*Exercise brief*
Quote only the span from the first line of the entries to the line containing "x=661, y=247", both ends kept. Leave every picture out.

• • • •

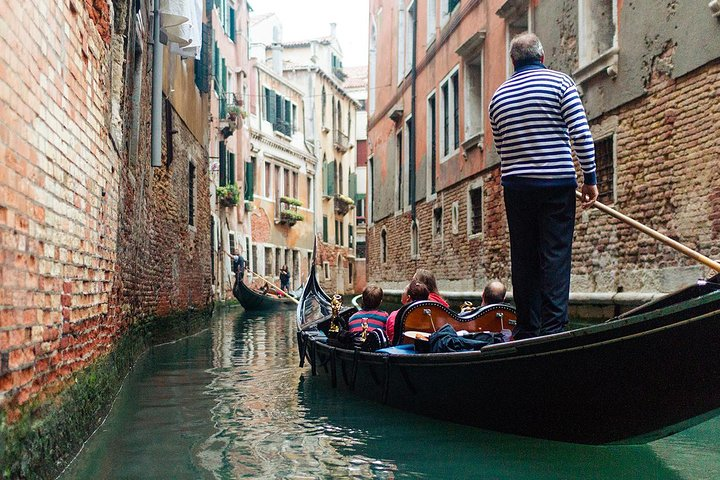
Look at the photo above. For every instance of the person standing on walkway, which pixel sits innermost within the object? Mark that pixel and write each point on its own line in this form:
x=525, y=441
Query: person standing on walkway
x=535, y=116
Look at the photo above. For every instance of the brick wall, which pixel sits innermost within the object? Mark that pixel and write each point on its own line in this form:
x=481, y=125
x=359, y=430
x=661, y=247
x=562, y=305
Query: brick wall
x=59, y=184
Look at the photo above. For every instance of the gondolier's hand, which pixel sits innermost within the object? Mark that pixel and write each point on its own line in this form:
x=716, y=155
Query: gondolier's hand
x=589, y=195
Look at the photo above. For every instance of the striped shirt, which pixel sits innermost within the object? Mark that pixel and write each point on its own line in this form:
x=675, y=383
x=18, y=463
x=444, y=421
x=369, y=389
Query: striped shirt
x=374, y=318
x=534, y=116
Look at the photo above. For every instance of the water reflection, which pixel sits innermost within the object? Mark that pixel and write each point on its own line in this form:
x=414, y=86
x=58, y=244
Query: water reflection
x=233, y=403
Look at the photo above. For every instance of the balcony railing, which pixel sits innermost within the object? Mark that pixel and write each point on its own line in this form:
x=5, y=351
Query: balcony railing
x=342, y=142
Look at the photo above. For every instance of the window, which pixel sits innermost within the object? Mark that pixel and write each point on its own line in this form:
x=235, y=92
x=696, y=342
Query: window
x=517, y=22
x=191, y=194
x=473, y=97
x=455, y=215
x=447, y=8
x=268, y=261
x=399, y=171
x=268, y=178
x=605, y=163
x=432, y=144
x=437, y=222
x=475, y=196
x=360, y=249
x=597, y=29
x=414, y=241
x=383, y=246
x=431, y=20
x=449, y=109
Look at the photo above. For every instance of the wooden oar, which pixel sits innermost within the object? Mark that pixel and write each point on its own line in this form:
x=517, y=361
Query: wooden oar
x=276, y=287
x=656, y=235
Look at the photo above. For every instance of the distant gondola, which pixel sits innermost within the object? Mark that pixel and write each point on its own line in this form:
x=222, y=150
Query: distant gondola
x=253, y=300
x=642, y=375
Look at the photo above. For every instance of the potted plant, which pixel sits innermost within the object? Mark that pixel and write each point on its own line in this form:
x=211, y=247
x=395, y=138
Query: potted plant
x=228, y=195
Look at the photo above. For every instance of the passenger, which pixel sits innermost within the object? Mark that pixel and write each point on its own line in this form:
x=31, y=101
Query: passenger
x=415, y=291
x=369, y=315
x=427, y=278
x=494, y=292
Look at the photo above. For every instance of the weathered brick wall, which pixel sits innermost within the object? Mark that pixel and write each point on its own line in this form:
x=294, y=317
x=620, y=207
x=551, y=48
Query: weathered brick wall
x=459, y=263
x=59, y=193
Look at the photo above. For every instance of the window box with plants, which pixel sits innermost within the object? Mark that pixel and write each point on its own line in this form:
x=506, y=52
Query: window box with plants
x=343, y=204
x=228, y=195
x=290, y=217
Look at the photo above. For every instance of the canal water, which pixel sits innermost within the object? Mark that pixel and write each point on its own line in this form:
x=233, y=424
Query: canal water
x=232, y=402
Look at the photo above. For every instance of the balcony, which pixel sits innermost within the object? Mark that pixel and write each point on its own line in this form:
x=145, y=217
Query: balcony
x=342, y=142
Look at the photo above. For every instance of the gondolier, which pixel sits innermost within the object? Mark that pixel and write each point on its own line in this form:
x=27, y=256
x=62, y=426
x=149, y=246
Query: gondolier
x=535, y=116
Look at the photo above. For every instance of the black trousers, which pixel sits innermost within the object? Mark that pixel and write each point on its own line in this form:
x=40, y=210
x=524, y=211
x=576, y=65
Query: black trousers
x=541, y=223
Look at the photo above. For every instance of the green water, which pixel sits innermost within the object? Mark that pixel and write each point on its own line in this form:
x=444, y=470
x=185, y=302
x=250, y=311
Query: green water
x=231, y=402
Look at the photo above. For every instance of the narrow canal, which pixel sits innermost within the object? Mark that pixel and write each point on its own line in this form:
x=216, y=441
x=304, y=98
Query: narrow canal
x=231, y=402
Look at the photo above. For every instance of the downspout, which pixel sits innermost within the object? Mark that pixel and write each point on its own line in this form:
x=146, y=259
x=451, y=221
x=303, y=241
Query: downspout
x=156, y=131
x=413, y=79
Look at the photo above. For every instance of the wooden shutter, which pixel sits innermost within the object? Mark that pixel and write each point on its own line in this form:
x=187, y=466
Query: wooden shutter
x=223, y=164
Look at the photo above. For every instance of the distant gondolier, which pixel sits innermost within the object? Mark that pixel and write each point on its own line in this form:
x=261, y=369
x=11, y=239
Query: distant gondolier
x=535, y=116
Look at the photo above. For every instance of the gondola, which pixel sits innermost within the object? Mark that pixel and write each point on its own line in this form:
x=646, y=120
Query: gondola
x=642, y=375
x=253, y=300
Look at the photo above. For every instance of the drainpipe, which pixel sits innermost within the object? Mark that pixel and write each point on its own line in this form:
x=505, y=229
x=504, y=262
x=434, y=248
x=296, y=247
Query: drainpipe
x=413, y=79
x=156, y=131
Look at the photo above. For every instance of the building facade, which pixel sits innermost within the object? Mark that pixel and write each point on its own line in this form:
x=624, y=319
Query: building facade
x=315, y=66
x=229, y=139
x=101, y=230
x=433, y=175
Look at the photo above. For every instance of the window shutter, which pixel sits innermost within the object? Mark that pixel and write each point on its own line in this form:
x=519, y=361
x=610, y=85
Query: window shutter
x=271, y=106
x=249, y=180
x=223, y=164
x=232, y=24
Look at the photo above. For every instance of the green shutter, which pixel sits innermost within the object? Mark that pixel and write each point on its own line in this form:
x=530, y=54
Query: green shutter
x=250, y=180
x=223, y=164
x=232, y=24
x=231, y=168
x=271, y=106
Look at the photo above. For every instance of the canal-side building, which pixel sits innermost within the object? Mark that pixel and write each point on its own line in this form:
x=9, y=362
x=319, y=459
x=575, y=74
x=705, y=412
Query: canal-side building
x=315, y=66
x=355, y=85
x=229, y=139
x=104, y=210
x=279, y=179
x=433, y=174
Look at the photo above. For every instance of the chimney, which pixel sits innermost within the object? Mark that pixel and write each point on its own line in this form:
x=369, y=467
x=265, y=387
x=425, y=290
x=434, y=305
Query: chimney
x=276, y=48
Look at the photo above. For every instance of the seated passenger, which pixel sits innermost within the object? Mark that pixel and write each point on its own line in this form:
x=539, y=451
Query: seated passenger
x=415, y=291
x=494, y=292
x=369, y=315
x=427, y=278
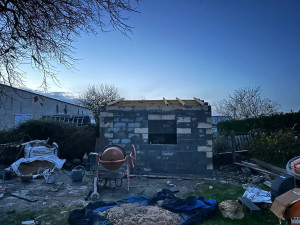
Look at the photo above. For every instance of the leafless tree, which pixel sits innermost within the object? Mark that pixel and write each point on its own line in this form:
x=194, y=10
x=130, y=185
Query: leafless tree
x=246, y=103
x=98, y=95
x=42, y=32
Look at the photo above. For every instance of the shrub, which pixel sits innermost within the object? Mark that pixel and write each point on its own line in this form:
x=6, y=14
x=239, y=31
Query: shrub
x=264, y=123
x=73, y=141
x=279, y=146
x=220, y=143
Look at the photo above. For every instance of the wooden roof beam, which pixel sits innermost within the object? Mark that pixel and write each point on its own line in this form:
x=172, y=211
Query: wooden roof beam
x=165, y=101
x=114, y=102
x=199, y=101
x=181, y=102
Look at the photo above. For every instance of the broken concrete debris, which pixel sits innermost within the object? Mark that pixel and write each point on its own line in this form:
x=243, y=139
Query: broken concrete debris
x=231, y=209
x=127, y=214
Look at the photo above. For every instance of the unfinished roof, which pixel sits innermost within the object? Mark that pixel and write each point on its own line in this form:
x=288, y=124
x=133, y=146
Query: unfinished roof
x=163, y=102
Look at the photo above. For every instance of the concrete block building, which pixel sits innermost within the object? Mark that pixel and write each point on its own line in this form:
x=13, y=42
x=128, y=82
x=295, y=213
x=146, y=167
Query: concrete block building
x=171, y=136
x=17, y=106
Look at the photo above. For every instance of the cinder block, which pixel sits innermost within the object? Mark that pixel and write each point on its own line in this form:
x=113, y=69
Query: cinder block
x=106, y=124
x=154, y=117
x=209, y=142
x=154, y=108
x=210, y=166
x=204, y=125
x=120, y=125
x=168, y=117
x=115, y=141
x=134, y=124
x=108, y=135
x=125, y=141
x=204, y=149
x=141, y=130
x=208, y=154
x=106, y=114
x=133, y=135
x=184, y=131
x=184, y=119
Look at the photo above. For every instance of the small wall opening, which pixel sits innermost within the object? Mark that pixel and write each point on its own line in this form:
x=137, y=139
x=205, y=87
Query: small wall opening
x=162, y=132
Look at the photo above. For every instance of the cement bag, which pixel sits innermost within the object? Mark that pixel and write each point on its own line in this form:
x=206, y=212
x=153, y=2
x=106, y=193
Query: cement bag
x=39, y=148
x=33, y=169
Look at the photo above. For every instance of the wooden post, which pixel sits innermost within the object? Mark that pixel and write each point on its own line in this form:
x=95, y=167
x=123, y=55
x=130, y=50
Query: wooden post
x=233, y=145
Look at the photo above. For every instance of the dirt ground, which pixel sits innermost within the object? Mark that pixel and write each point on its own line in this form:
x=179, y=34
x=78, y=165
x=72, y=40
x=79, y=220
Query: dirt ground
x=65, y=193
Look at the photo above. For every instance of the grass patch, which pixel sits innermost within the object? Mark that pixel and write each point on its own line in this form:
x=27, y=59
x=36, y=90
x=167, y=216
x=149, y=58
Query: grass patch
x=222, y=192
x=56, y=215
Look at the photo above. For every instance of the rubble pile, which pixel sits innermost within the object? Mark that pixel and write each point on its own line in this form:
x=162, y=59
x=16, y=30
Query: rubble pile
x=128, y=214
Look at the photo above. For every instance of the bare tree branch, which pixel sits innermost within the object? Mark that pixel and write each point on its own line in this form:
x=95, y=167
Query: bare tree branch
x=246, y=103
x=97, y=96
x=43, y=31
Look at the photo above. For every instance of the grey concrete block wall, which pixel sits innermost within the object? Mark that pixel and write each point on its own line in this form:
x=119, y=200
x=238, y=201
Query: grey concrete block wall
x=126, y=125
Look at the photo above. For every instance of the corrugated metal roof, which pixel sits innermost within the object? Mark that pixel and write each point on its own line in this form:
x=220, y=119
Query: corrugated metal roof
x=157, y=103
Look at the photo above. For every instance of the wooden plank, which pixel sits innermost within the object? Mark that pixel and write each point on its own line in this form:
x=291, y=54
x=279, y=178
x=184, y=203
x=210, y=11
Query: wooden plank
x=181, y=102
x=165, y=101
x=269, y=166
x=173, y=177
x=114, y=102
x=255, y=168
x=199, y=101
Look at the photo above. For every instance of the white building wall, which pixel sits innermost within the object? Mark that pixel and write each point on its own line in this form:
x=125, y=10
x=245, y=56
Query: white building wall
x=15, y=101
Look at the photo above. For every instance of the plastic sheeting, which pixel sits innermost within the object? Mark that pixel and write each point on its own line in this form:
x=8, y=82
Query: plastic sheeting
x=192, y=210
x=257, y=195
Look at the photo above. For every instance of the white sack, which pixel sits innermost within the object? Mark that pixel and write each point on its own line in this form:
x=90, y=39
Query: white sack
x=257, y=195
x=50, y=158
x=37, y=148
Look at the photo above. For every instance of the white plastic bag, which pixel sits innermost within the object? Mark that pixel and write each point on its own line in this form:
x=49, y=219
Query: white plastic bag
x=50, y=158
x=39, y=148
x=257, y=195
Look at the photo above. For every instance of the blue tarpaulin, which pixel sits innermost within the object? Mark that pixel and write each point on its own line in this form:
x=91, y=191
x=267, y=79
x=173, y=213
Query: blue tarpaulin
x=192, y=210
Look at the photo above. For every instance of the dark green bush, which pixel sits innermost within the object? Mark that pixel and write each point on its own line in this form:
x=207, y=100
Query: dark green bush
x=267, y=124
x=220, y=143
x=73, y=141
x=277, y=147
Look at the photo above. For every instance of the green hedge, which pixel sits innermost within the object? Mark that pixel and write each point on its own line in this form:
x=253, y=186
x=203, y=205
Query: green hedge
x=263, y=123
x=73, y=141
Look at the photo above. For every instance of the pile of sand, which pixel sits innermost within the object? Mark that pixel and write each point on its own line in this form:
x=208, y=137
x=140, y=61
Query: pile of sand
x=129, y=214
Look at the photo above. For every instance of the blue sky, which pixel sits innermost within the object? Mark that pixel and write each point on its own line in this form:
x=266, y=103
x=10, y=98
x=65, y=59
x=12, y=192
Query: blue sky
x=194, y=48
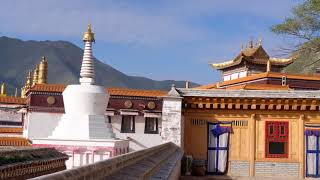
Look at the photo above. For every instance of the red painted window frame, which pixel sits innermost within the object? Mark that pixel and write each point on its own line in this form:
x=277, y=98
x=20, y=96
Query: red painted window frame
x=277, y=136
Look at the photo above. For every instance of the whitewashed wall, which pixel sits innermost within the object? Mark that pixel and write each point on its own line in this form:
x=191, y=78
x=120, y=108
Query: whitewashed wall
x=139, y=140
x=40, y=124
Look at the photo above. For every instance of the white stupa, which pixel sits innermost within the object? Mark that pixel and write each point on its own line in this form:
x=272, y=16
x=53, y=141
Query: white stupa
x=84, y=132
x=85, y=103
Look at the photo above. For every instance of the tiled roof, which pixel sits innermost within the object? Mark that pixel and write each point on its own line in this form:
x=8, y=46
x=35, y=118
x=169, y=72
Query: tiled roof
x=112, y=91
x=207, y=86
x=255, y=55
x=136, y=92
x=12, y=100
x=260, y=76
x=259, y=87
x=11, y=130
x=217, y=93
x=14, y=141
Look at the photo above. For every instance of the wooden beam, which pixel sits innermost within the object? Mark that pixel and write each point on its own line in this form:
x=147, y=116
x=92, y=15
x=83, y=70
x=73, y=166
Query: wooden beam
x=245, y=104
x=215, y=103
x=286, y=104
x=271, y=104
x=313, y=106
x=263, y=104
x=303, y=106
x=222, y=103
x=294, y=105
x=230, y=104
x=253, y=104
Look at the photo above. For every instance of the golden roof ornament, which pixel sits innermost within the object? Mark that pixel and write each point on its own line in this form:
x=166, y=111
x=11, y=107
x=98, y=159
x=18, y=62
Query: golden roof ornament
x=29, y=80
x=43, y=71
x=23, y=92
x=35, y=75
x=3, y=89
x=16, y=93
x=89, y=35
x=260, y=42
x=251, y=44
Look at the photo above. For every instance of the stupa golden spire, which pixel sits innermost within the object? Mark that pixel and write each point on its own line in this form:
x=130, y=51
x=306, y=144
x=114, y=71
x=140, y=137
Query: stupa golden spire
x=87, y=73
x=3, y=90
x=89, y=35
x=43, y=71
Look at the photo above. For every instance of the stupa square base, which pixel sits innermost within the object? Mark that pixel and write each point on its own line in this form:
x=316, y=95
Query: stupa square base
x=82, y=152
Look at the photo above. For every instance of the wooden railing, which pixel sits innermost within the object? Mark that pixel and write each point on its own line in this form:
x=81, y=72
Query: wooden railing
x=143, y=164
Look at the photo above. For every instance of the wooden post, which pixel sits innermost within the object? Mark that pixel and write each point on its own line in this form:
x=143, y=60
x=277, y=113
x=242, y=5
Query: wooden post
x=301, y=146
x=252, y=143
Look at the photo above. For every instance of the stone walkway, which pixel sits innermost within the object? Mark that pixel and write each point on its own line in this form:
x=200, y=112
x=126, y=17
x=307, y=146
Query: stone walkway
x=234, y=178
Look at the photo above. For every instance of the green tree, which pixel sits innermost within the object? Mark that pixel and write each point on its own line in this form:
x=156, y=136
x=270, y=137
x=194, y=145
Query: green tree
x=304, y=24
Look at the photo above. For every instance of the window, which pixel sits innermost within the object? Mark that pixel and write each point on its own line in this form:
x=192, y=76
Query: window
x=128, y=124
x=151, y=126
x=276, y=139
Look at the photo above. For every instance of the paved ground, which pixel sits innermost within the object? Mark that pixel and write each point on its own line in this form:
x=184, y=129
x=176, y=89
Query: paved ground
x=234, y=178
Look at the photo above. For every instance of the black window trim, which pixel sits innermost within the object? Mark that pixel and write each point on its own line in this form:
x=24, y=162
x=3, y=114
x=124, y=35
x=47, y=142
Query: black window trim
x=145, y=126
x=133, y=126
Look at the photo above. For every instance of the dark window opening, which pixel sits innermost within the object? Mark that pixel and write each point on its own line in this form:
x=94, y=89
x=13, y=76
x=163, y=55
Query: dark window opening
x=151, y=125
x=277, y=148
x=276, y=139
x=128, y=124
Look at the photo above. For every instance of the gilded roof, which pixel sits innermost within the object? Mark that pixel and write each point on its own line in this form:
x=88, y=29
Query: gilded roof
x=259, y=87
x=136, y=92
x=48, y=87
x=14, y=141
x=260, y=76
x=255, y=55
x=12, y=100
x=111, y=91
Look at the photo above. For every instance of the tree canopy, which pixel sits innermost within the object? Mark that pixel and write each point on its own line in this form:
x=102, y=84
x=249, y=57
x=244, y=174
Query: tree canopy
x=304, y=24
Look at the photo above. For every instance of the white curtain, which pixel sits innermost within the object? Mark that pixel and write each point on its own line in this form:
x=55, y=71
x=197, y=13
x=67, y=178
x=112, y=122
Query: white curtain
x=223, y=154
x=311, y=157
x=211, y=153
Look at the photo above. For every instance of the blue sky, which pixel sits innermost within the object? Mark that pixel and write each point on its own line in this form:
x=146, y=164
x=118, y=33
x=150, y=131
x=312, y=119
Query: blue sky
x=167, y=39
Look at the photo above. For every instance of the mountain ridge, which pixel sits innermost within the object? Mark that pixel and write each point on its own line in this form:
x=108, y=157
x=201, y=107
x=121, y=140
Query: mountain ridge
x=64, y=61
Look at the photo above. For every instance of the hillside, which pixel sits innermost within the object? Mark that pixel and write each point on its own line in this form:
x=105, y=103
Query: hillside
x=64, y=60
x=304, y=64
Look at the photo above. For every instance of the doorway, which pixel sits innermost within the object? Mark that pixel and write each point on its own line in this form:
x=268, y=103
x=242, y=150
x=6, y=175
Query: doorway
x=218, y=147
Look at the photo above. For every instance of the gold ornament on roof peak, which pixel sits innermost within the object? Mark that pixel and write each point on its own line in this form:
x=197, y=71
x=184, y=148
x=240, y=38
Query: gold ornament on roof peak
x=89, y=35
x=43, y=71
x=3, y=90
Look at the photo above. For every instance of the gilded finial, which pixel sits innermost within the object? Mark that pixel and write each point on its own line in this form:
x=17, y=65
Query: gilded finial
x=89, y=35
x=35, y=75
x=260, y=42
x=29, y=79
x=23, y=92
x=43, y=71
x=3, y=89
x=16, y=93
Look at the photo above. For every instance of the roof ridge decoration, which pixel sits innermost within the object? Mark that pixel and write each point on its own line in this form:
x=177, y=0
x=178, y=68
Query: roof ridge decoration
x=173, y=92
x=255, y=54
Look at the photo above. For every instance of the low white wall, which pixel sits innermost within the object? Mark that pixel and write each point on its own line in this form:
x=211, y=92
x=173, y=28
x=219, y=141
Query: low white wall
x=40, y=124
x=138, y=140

• • • •

*Your response*
Look at the photo above. For every instance of the person standing on walkway, which pixel sits innermost within the object? Mark that pixel and write each point on its own line in this form:
x=525, y=441
Query: person standing on walkway
x=535, y=116
Look at the photo above. For every instance of the brick wall, which pixel sits innermost within the object? Mark that pixel and write each point on its own line in this form:
x=481, y=125
x=359, y=430
x=661, y=247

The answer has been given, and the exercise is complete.